§ **Task goal**
No pictures go into the output, which should consist only of the lines from the first line of the data through the line with "positive clicks: (219, 163)", copied exactly.

(Dataset items)
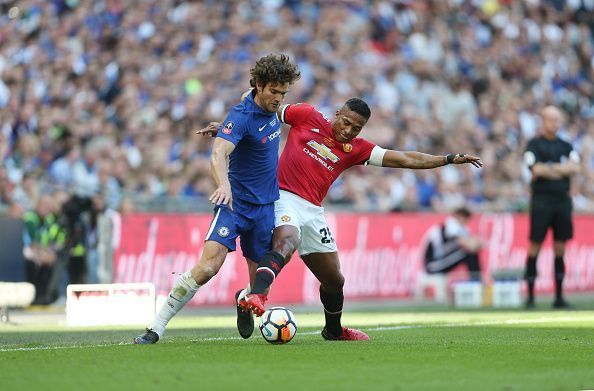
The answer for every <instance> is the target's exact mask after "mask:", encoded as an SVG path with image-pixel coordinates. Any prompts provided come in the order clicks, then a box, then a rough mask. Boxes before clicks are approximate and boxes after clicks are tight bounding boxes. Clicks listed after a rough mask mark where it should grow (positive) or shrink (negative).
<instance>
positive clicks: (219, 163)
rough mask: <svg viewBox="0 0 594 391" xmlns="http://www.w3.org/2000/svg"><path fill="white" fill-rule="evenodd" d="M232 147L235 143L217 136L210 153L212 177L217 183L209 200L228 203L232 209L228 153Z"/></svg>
mask: <svg viewBox="0 0 594 391" xmlns="http://www.w3.org/2000/svg"><path fill="white" fill-rule="evenodd" d="M234 149H235V144H233V143H232V142H230V141H227V140H225V139H222V138H219V137H217V138H216V139H215V142H214V145H213V146H212V154H211V155H210V167H211V172H212V177H213V179H214V180H215V183H216V184H217V188H216V190H215V191H214V193H212V195H211V196H210V198H209V200H210V202H212V203H213V204H216V205H229V208H230V209H231V210H233V198H232V196H231V184H230V183H229V155H231V152H233V150H234Z"/></svg>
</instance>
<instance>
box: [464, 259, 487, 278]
mask: <svg viewBox="0 0 594 391" xmlns="http://www.w3.org/2000/svg"><path fill="white" fill-rule="evenodd" d="M462 262H464V263H465V264H466V266H467V267H468V273H469V274H470V279H471V280H473V281H479V282H480V281H481V280H482V278H481V265H480V262H479V258H478V253H468V254H466V256H465V257H464V259H463V260H462Z"/></svg>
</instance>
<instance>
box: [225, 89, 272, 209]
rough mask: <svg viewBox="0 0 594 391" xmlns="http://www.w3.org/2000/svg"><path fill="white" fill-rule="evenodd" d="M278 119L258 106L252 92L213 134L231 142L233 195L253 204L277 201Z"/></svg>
mask: <svg viewBox="0 0 594 391" xmlns="http://www.w3.org/2000/svg"><path fill="white" fill-rule="evenodd" d="M280 132H281V130H280V121H279V119H278V117H277V115H276V113H268V112H266V111H264V110H262V109H261V108H260V106H258V105H257V104H256V103H255V102H254V98H253V96H252V94H250V95H248V97H246V98H245V99H244V100H243V101H242V102H241V103H240V104H238V105H236V106H234V107H233V109H232V110H231V112H230V113H229V115H228V116H227V118H226V119H225V122H223V127H222V128H221V130H220V131H219V132H218V134H217V137H220V138H223V139H225V140H227V141H230V142H232V143H233V144H235V149H234V150H233V152H231V156H230V158H229V182H230V183H231V192H232V193H233V198H239V199H240V200H243V201H247V202H251V203H253V204H259V205H263V204H268V203H271V202H274V201H276V200H278V198H279V192H278V176H277V169H278V148H279V144H280Z"/></svg>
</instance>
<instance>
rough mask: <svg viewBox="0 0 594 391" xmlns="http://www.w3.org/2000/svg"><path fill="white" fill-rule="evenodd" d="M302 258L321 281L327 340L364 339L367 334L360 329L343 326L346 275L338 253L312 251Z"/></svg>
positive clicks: (313, 274) (334, 252)
mask: <svg viewBox="0 0 594 391" xmlns="http://www.w3.org/2000/svg"><path fill="white" fill-rule="evenodd" d="M301 258H302V259H303V262H304V263H305V265H306V266H307V268H308V269H309V270H310V271H311V272H312V273H313V275H314V276H316V278H317V279H318V281H320V301H321V302H322V305H323V306H324V317H325V320H326V324H325V326H324V329H323V330H322V336H323V337H324V339H327V340H341V341H362V340H368V339H369V337H368V336H367V334H365V333H364V332H362V331H360V330H356V329H351V328H346V327H343V326H342V324H341V318H342V308H343V304H344V292H343V287H344V276H343V275H342V273H341V271H340V261H339V260H338V253H337V252H336V251H334V252H328V253H310V254H306V255H302V256H301Z"/></svg>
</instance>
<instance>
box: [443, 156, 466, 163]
mask: <svg viewBox="0 0 594 391" xmlns="http://www.w3.org/2000/svg"><path fill="white" fill-rule="evenodd" d="M456 156H458V157H464V154H463V153H457V154H453V153H450V154H447V155H446V164H452V163H454V158H455V157H456Z"/></svg>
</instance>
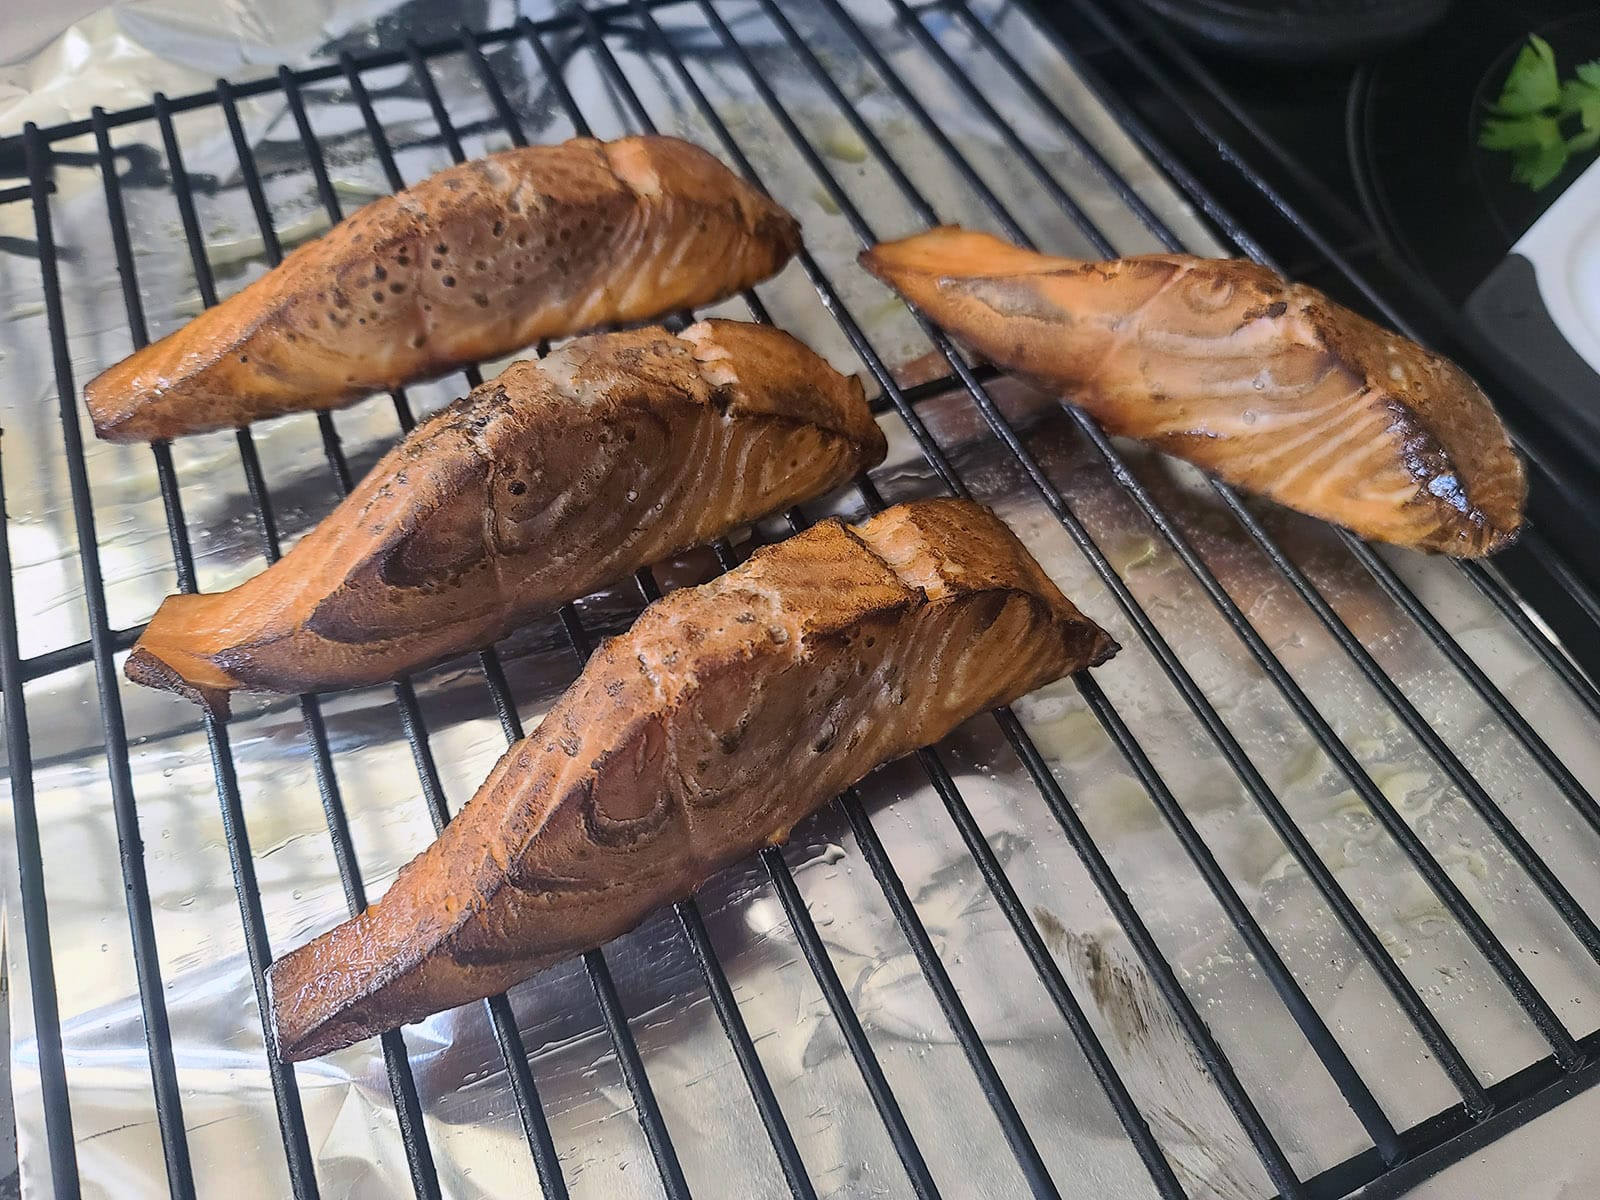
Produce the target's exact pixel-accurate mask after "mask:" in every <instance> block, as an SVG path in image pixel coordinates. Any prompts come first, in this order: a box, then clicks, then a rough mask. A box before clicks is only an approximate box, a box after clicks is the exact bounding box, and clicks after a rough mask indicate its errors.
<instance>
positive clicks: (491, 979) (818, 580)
mask: <svg viewBox="0 0 1600 1200" xmlns="http://www.w3.org/2000/svg"><path fill="white" fill-rule="evenodd" d="M1115 650H1117V646H1115V643H1114V642H1112V640H1110V638H1109V637H1107V635H1106V634H1104V632H1102V630H1101V629H1099V627H1098V626H1096V624H1094V622H1091V621H1090V619H1088V618H1085V616H1083V614H1082V613H1078V610H1077V608H1074V606H1072V605H1070V603H1069V602H1067V600H1066V597H1062V595H1061V592H1059V590H1058V589H1056V586H1054V584H1053V582H1051V581H1050V578H1048V576H1046V574H1045V573H1043V570H1042V568H1040V566H1038V563H1035V562H1034V558H1032V557H1030V555H1029V552H1027V550H1026V549H1024V547H1022V544H1021V542H1019V541H1018V539H1016V538H1014V536H1013V534H1011V531H1010V530H1008V528H1006V526H1005V525H1002V523H1000V520H998V518H995V517H994V515H992V514H990V512H989V510H987V509H982V507H978V506H976V504H971V502H966V501H923V502H918V504H904V506H899V507H894V509H890V510H886V512H883V514H880V515H878V517H874V518H872V520H869V522H866V523H864V525H858V526H846V525H842V523H838V522H837V520H829V522H822V523H821V525H816V526H813V528H811V530H808V531H805V533H802V534H797V536H794V538H790V539H789V541H786V542H781V544H778V546H771V547H768V549H763V550H757V552H755V554H754V555H752V557H750V560H749V562H746V563H744V565H742V566H738V568H734V570H733V571H730V573H728V574H725V576H722V578H720V579H715V581H714V582H709V584H706V586H702V587H690V589H683V590H678V592H672V594H670V595H667V597H666V598H664V600H658V602H656V603H653V605H651V606H650V608H646V610H645V611H643V614H640V618H638V621H635V622H634V627H632V629H630V630H629V632H627V634H624V635H622V637H618V638H613V640H611V642H608V643H605V645H603V646H602V648H600V650H598V651H597V653H595V654H594V658H592V659H590V661H589V664H587V666H586V667H584V670H582V674H581V675H579V677H578V680H576V682H574V683H573V685H571V688H568V691H566V694H565V696H562V699H558V701H557V702H555V706H554V707H552V709H550V710H549V714H547V715H546V717H544V722H542V723H541V725H539V728H538V730H534V731H533V733H531V734H528V736H526V738H525V739H523V741H520V742H517V744H515V746H512V747H510V749H509V750H507V752H506V755H504V757H502V758H501V760H499V763H498V765H496V766H494V770H493V771H491V773H490V778H488V781H486V782H485V784H483V787H480V789H478V792H477V795H475V797H474V798H472V800H470V802H467V805H466V808H462V810H461V813H459V814H458V816H456V818H454V821H451V822H450V824H448V826H446V827H445V832H443V834H442V835H440V837H438V840H437V842H435V843H434V845H432V846H429V848H427V850H426V851H422V854H419V856H418V858H416V859H413V861H411V862H410V864H408V866H406V867H403V869H402V870H400V875H398V877H397V878H395V882H394V885H392V886H390V888H389V891H387V893H386V894H384V896H382V899H379V901H378V902H376V904H374V906H371V907H370V909H366V912H363V914H362V915H358V917H355V918H352V920H347V922H344V923H342V925H339V926H336V928H333V930H330V931H328V933H325V934H322V936H320V938H317V939H315V941H312V942H310V944H307V946H302V947H299V949H298V950H293V952H290V954H288V955H285V957H283V958H280V960H278V962H277V963H274V965H272V970H270V971H269V974H267V981H269V987H270V992H272V1019H274V1029H275V1034H277V1038H275V1040H277V1053H278V1056H280V1058H283V1059H286V1061H296V1059H306V1058H314V1056H317V1054H325V1053H328V1051H331V1050H338V1048H341V1046H347V1045H350V1043H352V1042H358V1040H362V1038H365V1037H371V1035H373V1034H378V1032H382V1030H386V1029H394V1027H395V1026H400V1024H405V1022H408V1021H418V1019H421V1018H422V1016H427V1014H429V1013H438V1011H442V1010H445V1008H453V1006H456V1005H464V1003H467V1002H470V1000H478V998H482V997H486V995H493V994H496V992H499V990H502V989H506V987H510V986H512V984H515V982H520V981H522V979H526V978H528V976H530V974H533V973H534V971H539V970H541V968H544V966H547V965H550V963H554V962H558V960H562V958H565V957H568V955H573V954H578V952H581V950H587V949H592V947H595V946H600V944H603V942H606V941H610V939H611V938H616V936H618V934H621V933H626V931H627V930H630V928H632V926H635V925H637V923H638V922H640V920H643V918H645V917H646V915H648V914H650V912H651V910H653V909H656V907H659V906H662V904H669V902H672V901H677V899H682V898H685V896H688V894H691V893H693V891H694V890H696V888H698V886H699V885H701V883H702V882H704V880H706V878H707V877H709V875H710V874H712V872H715V870H717V869H718V867H723V866H726V864H730V862H734V861H738V859H741V858H744V856H746V854H749V853H752V851H755V850H758V848H760V846H765V845H774V843H779V842H784V840H786V838H787V837H789V832H790V829H794V826H795V822H798V821H800V819H802V818H805V816H806V814H810V813H813V811H814V810H818V808H821V806H822V805H824V803H827V802H829V800H830V798H832V797H834V795H837V794H838V792H842V790H843V789H846V787H850V786H851V784H854V782H856V781H859V779H861V778H862V776H866V774H867V773H869V771H872V770H874V768H875V766H878V765H880V763H885V762H888V760H891V758H898V757H901V755H904V754H909V752H910V750H914V749H917V747H920V746H926V744H930V742H934V741H938V739H939V738H942V736H944V734H947V733H949V731H950V730H954V728H955V726H957V725H960V723H962V722H963V720H966V718H968V717H971V715H974V714H978V712H982V710H984V709H990V707H994V706H998V704H1006V702H1010V701H1013V699H1016V698H1018V696H1022V694H1026V693H1029V691H1032V690H1034V688H1038V686H1042V685H1043V683H1048V682H1050V680H1054V678H1058V677H1061V675H1064V674H1067V672H1072V670H1078V669H1082V667H1088V666H1094V664H1099V662H1104V661H1106V659H1107V658H1110V656H1112V653H1115Z"/></svg>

§ **Final answer**
The answer for every <instance> is the target's exact mask after "mask:", encoded as an SVG path with image-pixel coordinates. Any prompts provided come in the order clicks, then a box, then a rough mask. Boxes before clicks are approximate and boxes after clicks are tight bounding boxes. Clicks listed after a rough mask mark where it should grow (positive) or shrink (negative).
<instance>
positive clicks: (219, 163)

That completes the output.